*Quoted text*
* Start *

Sonic is, of course, the poster-child for Sega. And I wanted Sonic so so fucking bad I would draw him in my notebook next to the Ninja Turtles.
I'm here to tell you that Sonic the Hedgehog fucking sucks. While every single Mario game has stood the test of time, playing old Sonic games is like punching yourself in the balls.
Let's start with Sonic's main gimmick: speed. Sonic runs fast. That's his thing. So the whole game is about just blazing through levels and perfecting timed jumps and obstacles and shit right? Wrong. The whole game is about blazing for about 5 seconds until a spike pops up out of the ground and fucking kills you. The whole speed thing is a lie. You have to play this entire like you're trying to not wake up your uncle who, when startled, spirals into vietnam flashbacks. You can go fast, but every time its like "not today fucker", here's a bumper that stops your momentum and sends you backwards. Now I have to slowly walk up to this bumper, jump over it, and start running again.

* End *

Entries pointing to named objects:
* Start *

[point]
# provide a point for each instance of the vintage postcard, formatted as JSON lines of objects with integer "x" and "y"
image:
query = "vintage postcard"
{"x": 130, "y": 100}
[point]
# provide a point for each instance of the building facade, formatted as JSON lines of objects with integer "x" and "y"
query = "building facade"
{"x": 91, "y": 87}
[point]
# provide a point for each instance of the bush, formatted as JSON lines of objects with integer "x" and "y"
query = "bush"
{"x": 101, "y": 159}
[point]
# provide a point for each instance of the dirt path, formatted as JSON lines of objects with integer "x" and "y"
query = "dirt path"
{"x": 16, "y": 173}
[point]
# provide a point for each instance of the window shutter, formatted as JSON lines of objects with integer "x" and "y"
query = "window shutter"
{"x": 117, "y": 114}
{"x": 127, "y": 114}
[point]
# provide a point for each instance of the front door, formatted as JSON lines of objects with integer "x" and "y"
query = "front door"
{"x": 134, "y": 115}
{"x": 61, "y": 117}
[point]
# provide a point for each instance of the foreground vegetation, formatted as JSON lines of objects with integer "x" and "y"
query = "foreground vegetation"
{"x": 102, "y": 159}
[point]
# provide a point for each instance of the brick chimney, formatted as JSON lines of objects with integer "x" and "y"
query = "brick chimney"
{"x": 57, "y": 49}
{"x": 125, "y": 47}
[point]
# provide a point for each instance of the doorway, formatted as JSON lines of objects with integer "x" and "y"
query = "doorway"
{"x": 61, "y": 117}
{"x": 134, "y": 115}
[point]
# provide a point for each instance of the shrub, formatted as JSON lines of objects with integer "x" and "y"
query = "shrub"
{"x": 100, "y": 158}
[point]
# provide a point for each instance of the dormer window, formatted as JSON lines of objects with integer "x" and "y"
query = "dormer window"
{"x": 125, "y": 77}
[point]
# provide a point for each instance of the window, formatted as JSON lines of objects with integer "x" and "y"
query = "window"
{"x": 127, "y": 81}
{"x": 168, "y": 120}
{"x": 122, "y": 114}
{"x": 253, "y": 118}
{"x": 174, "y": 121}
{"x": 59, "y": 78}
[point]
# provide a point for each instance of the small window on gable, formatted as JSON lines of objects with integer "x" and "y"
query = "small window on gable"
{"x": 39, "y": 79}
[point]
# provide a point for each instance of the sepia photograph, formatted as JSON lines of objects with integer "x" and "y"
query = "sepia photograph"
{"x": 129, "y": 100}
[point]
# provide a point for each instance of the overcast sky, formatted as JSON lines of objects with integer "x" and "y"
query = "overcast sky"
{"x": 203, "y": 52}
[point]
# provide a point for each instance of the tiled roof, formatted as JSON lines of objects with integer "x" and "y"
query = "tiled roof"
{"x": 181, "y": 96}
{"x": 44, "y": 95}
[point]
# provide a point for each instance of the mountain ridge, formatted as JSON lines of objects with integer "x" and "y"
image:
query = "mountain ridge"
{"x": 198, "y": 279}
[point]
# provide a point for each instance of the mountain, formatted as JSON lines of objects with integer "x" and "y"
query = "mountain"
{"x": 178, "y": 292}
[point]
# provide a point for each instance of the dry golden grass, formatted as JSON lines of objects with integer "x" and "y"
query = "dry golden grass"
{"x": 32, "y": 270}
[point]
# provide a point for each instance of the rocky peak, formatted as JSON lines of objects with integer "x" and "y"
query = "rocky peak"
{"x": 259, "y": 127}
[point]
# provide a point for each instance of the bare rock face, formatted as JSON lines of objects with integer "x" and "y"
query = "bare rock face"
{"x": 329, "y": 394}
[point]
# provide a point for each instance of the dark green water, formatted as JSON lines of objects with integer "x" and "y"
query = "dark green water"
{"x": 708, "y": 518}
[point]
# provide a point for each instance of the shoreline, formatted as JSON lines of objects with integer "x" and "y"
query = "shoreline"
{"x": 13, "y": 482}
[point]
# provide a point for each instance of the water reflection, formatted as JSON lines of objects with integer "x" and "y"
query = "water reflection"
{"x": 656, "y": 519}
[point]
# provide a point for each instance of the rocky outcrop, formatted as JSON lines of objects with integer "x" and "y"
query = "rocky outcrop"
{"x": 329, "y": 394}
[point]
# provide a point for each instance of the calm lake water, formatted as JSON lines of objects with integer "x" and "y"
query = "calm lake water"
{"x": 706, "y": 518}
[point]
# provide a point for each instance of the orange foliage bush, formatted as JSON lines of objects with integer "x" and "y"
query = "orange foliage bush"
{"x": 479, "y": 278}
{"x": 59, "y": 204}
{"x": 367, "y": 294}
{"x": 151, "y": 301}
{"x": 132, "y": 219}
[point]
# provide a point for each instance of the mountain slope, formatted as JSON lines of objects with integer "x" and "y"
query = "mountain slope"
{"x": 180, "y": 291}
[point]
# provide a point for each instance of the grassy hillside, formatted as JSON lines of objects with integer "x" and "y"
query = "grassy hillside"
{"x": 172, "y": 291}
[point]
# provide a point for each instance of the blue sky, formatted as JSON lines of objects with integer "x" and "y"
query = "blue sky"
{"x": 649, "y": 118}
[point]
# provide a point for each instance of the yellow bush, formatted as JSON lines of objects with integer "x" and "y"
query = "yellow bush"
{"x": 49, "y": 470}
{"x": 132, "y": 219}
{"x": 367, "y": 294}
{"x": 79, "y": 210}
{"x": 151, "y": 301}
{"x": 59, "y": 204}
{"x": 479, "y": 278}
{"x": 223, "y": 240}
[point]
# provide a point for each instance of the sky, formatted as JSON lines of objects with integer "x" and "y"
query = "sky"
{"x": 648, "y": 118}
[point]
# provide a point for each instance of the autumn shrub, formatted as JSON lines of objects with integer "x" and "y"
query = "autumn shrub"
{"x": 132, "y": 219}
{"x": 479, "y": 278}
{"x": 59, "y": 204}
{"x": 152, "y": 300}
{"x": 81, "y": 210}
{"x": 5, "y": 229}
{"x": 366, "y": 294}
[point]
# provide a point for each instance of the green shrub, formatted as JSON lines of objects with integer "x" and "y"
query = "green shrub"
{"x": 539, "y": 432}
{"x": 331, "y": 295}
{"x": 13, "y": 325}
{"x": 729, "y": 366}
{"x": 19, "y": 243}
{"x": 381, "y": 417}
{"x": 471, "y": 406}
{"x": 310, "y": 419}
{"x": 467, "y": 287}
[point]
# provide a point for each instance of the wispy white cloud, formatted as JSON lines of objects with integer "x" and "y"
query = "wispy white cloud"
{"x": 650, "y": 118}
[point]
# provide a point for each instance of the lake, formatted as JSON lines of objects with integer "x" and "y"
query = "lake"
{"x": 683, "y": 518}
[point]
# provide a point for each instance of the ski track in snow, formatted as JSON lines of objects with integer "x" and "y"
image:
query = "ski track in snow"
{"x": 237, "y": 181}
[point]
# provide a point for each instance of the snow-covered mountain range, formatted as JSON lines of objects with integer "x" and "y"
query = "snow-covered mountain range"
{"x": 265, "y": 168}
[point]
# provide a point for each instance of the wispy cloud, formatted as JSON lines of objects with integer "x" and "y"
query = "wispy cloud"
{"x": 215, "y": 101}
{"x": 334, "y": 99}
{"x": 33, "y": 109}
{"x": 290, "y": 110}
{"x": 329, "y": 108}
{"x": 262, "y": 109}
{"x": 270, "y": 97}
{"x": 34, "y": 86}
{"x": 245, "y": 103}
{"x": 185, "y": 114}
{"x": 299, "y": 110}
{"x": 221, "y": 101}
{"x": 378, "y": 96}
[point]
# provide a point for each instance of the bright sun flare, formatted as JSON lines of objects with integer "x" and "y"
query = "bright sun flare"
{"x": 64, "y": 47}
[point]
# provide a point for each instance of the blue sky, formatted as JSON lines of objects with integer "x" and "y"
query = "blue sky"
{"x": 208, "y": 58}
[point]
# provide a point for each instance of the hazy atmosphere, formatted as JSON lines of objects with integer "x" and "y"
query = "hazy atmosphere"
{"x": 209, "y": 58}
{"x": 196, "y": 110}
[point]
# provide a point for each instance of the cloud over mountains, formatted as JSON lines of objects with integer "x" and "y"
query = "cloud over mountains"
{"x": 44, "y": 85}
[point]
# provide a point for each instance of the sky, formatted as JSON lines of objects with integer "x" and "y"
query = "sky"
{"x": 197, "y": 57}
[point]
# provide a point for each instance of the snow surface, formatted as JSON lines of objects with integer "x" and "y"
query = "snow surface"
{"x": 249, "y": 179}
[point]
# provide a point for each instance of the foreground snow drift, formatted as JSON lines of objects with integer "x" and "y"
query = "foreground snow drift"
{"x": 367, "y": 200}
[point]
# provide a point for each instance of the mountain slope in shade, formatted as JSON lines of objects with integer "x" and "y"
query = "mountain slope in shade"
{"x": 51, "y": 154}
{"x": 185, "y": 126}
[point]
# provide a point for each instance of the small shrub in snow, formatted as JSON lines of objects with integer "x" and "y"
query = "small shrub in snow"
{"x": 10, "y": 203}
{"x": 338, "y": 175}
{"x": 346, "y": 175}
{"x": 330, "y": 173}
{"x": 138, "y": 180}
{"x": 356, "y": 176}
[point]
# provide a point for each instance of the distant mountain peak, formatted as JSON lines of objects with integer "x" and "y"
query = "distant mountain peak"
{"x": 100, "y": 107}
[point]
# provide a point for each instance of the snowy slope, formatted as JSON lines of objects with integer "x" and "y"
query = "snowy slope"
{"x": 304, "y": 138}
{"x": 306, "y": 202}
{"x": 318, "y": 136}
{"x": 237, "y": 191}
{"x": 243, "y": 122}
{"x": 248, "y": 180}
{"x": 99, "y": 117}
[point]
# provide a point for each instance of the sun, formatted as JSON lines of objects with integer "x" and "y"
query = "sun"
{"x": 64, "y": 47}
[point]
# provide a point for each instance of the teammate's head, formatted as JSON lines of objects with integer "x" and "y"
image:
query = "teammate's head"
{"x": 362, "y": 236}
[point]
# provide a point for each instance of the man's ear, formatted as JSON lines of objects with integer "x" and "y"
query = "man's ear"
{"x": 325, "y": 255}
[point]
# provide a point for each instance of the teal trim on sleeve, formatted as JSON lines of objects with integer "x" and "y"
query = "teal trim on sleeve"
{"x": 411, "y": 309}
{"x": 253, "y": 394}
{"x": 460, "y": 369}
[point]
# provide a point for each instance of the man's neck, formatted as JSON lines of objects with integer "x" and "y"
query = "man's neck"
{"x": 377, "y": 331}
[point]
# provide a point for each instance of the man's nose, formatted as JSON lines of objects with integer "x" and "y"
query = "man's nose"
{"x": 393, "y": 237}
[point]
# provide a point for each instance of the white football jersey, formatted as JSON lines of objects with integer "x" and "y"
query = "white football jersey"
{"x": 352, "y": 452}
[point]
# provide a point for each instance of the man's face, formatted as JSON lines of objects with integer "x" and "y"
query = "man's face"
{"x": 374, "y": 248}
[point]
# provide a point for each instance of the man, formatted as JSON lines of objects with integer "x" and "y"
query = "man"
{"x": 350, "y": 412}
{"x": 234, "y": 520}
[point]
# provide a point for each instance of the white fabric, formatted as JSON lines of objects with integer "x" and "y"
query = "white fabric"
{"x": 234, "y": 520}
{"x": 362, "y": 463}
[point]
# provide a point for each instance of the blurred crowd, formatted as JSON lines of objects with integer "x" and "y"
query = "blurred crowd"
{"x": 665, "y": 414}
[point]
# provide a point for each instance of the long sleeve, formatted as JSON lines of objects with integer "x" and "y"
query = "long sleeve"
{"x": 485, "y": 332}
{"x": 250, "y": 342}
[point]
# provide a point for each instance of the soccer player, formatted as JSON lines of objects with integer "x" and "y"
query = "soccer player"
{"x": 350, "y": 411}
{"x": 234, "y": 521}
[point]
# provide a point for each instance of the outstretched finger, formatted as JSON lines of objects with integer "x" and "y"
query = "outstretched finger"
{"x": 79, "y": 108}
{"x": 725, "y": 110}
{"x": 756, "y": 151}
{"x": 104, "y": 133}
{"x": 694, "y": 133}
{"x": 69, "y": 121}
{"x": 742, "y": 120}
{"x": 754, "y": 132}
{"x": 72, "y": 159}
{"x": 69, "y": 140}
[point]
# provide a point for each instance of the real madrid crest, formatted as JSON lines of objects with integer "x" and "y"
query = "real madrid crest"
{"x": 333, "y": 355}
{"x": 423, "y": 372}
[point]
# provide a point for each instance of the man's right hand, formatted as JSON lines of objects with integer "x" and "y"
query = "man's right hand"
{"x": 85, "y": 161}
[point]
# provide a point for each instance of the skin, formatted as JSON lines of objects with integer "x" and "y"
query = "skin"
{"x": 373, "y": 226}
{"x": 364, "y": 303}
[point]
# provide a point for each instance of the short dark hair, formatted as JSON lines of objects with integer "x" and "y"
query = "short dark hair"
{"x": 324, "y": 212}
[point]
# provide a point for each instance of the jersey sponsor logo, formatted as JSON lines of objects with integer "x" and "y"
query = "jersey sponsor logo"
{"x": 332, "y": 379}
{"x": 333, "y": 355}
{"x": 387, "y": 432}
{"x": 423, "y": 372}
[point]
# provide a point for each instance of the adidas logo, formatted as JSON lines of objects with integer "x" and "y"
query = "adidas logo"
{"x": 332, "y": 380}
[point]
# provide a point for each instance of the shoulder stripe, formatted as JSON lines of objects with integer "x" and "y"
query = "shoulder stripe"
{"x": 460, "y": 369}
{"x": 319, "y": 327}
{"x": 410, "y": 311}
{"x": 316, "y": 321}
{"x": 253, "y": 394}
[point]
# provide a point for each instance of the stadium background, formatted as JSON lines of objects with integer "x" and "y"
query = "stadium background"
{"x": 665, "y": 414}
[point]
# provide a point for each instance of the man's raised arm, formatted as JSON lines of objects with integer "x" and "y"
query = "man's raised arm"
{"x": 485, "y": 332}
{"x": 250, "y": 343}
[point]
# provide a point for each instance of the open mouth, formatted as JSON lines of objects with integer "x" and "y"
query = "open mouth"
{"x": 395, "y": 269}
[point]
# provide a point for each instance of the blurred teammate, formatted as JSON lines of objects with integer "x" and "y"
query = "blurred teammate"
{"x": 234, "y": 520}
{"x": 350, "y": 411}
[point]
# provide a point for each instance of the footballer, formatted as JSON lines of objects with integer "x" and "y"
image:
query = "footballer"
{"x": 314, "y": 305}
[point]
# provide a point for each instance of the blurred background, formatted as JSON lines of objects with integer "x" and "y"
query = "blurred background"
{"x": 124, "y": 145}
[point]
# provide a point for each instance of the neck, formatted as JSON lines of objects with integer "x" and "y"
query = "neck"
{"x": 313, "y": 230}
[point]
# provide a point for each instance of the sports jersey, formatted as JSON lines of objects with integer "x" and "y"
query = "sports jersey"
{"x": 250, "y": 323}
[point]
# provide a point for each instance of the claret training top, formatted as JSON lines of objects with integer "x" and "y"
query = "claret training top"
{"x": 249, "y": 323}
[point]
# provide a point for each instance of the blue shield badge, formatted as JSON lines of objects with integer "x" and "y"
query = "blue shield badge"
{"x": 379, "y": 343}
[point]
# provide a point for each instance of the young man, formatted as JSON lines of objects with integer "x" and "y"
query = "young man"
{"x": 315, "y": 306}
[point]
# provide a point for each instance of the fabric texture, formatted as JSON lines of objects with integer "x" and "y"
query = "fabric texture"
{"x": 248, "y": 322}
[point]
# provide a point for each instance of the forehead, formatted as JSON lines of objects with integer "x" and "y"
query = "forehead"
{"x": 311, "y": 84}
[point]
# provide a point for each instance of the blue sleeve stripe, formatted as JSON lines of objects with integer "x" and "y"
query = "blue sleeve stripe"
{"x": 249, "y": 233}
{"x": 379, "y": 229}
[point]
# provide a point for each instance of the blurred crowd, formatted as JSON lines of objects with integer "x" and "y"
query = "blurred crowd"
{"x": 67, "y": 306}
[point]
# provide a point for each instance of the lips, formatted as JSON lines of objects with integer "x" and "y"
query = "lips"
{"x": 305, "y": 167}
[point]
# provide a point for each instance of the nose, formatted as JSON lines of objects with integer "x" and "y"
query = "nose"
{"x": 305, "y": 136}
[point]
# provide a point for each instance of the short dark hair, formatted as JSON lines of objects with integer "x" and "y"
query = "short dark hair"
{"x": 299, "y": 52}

* End *

Summarize the Sonic passage in two sentences. Rely on the Sonic passage alone.

*Task answer*
The writer, who as a child wanted Sonic badly enough to draw him in a notebook, now says Sonic the Hedgehog sucks and that old Sonic games, unlike Mario games, have not stood the test of time. The writer calls Sonic's speed a lie, since a few seconds of running end with a spike that kills you or a bumper that sends you backward, and you have to walk up, jump it, and start running again.